Segmentation labeling rows
>> Start

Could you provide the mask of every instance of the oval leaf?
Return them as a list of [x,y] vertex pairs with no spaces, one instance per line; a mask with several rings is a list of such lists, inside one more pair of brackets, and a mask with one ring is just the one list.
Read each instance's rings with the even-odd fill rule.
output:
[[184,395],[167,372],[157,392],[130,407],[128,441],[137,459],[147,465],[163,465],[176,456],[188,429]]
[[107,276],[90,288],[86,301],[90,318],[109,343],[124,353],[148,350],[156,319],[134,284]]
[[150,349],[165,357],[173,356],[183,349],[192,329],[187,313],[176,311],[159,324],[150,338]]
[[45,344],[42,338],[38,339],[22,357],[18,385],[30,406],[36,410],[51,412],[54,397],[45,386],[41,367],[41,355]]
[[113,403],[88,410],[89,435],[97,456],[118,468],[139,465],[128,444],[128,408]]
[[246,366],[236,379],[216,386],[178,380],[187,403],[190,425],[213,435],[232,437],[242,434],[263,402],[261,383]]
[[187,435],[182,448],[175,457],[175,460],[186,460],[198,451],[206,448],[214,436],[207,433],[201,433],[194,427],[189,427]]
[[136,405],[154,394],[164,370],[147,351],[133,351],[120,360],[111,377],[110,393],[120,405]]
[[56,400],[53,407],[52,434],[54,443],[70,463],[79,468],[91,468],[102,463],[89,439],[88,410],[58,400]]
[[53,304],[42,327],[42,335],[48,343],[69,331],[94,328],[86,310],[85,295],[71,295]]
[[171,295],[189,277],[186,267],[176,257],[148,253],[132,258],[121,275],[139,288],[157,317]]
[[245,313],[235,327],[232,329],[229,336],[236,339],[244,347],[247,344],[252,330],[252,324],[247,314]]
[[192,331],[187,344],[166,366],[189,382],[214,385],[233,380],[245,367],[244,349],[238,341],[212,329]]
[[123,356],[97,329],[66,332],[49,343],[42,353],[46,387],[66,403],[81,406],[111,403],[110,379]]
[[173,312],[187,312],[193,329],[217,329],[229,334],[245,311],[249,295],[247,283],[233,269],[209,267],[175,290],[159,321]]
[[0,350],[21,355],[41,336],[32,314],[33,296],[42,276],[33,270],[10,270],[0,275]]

>> End

WHAT IS ASKED
Can you quote verbatim the rows from the very start through the line containing "Return them as", with that line included?

ANSWER BELOW
Could you provide the mask of every instance of the oval leaf?
Return them as a list of [x,y] vertex pairs with no spaces, one instance per line; a mask with several rings is a list of such lists, inside one more pair of brackets, and a mask with one ring is just the one list.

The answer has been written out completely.